======== Data provided ========

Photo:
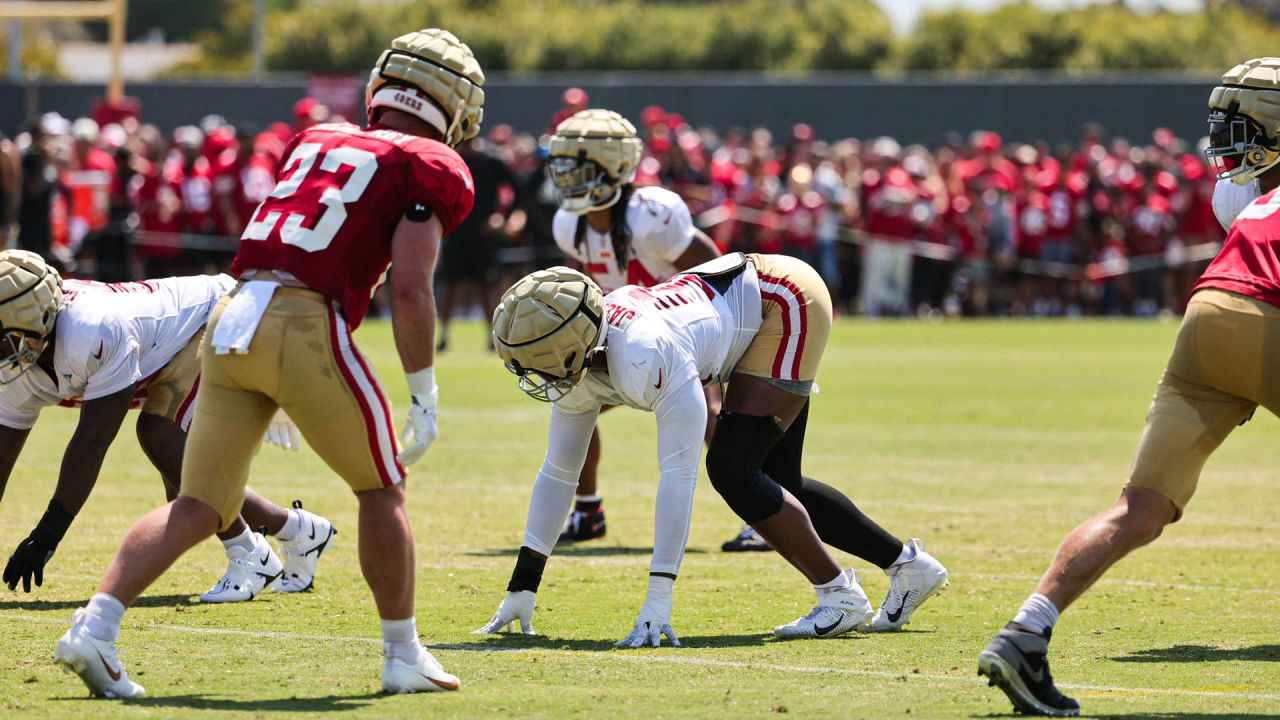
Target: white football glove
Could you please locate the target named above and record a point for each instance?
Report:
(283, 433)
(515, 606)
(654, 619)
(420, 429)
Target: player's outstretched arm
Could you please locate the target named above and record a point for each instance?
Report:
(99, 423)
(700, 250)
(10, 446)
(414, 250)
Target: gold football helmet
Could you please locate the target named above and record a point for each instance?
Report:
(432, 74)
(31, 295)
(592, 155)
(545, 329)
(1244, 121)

========
======== Data provided ========

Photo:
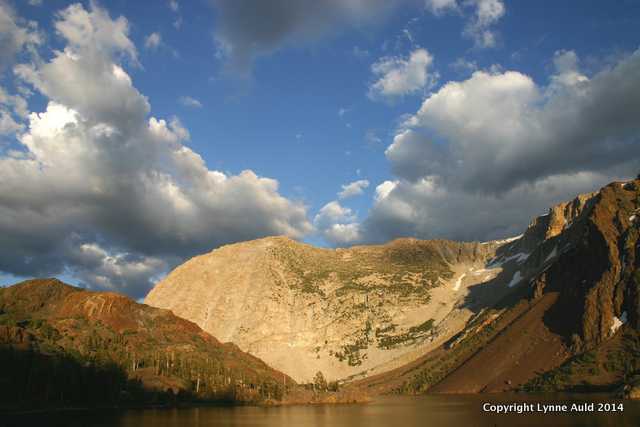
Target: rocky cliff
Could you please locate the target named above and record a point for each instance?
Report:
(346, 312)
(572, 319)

========
======== Data provided ========

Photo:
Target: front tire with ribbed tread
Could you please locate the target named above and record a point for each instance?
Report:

========

Exercise requirements
Please change "locate" to "find" in the part of the material that opens with the line containing "Target: player's outstretched arm" and closes with the line containing "(1244, 121)", and give back only those lines with nothing else altered.

Result for this exercise
Target: player's outstretched arm
Could you please find the target named above and record a point for each instance?
Report:
(99, 423)
(700, 250)
(10, 446)
(414, 250)
Target: gold football helmet
Could you please find the target named above and record a point for each instance?
Report:
(432, 74)
(31, 295)
(592, 155)
(545, 329)
(1244, 121)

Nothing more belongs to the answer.